WHAT TO DO: Reproduce the text about grief in the fall word for word, from "The Endless Renewal" to "time—a bizarre uneasiness.".

The Endless Renewal of Desire

Fall used to be my favorite time of the year; a new year of teaching and meeting students, my birthday, our anniversary, Thanksgiving, Christmas and my late husband’s birthday all in succession. Now Fall has become my saddest, heaviest part of the year for the same reasons—none of these celebrations seem right without him. I haven’t just mourned the loss of his presence, but I’ve realized how deeply I feel the loss of who we were together in those moments. This fall has been especially tough as I try to shake this heavy melancholy which is juxtaposed with a strange sense of an uncertain future and being untethered. I’m weighed down but not weighed down at the same time—a bizarre uneasiness.

This weekend my daughter played alto sax in her school’s winter concert; she especially misses her dad on occasions like this when he isn’t there to see her perform. But she was so happy to be surrounded by our family and friends whom she invited to the concert and eagerly showed up to lend their support. This got me thinking about all of the people, from around the world, who have offered me comfort and love and hope. Just in the last couple of weeks I’ve gotten a card from a retired colleague living in Florida, texts from Alan’s former administrators, a package of coffee from a friend in Maine, an invitation to dinner from family friends, a DM from a friend in France who is himself very sick, a Google chat exchanging poems from a friend living in Canada, and a book from a translator in Prague who knows my love for Hungarian literature. Each of these gestures was done with the utmost care and concern. I’m so overwhelmed with gratitude that every time I reach out for support, literary Twitter is always there with kind messages and encouragement.

RECORD EXTRACTS:
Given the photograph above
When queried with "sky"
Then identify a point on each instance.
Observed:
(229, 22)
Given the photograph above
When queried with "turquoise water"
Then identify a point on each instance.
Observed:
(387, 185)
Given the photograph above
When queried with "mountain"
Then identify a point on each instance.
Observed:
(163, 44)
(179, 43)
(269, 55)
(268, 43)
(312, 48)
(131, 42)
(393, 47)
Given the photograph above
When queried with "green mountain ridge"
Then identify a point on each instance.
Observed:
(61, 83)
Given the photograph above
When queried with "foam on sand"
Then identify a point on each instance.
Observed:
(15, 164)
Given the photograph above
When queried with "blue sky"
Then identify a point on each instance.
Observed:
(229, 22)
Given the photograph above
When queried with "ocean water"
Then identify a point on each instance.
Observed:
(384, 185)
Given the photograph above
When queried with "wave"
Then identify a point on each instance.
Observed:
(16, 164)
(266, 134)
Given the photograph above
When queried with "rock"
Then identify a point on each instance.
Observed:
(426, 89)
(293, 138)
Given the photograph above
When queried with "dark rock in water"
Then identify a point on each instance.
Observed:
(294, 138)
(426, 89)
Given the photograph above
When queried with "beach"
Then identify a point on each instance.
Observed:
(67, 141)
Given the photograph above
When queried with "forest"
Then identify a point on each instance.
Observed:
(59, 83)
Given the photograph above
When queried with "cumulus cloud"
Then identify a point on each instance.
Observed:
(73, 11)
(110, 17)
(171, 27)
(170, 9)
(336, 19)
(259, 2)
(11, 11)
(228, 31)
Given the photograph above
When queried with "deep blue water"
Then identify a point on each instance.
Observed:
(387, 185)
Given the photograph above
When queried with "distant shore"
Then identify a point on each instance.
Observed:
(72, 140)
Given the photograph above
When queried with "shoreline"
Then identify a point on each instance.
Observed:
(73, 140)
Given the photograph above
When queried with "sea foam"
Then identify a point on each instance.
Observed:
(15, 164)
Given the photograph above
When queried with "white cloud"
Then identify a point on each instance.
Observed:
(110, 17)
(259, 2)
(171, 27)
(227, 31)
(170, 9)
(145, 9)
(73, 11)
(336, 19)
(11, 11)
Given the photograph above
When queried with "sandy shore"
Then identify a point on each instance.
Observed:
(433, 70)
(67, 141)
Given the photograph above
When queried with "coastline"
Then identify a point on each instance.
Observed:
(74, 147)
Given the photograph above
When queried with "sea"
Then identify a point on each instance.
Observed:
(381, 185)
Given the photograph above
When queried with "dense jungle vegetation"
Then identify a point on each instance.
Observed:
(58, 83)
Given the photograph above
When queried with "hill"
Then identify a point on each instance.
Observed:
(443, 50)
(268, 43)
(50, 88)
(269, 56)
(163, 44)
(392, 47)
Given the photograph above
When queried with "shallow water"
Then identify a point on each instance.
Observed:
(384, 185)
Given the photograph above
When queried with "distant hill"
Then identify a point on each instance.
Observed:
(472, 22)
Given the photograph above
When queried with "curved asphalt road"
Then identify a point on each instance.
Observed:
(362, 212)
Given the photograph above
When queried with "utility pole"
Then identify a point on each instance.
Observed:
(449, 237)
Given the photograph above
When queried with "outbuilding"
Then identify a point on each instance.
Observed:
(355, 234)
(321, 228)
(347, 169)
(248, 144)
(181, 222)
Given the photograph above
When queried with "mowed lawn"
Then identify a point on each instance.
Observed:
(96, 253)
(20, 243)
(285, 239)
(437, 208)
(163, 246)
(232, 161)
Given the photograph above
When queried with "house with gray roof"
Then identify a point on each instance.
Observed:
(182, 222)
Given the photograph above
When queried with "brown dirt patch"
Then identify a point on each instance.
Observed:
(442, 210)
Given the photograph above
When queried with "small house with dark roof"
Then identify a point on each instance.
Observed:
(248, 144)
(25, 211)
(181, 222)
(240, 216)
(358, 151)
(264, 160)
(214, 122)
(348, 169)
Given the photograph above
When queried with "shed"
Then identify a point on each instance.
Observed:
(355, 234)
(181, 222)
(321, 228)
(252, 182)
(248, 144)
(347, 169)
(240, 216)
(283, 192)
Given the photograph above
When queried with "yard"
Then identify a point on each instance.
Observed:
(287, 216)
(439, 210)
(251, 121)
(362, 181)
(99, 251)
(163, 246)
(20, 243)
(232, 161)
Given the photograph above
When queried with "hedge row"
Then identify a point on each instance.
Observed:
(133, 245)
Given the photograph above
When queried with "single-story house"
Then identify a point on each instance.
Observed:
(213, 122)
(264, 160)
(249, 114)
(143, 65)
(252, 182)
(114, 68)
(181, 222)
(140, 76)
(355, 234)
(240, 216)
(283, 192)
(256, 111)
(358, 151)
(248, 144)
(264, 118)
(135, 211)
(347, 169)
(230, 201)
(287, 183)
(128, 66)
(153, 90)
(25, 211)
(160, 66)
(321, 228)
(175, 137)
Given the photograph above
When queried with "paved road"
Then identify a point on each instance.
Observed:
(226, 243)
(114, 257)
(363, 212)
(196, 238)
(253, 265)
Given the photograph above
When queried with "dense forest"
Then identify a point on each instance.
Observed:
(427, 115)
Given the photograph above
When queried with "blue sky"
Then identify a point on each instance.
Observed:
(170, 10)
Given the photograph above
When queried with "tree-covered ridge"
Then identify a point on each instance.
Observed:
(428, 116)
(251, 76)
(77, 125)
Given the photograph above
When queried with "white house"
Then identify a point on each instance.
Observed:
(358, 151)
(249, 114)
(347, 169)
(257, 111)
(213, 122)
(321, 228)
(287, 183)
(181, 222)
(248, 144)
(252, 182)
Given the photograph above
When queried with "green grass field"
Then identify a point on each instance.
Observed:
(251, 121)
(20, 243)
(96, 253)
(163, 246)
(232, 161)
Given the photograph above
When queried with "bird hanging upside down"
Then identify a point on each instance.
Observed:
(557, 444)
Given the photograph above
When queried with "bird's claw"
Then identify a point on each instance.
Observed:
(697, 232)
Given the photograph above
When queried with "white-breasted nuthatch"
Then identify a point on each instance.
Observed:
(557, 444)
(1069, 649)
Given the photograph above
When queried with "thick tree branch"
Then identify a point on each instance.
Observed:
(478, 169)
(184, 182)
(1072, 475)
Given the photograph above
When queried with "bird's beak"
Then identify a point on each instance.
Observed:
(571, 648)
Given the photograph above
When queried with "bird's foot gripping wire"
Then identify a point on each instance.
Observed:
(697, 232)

REPLY TO THE TASK:
The Endless Renewal of Desire

Fall used to be my favorite time of the year; a new year of teaching and meeting students, my birthday, our anniversary, Thanksgiving, Christmas and my late husband’s birthday all in succession. Now Fall has become my saddest, heaviest part of the year for the same reasons—none of these celebrations seem right without him. I haven’t just mourned the loss of his presence, but I’ve realized how deeply I feel the loss of who we were together in those moments. This fall has been especially tough as I try to shake this heavy melancholy which is juxtaposed with a strange sense of an uncertain future and being untethered. I’m weighed down but not weighed down at the same time—a bizarre uneasiness.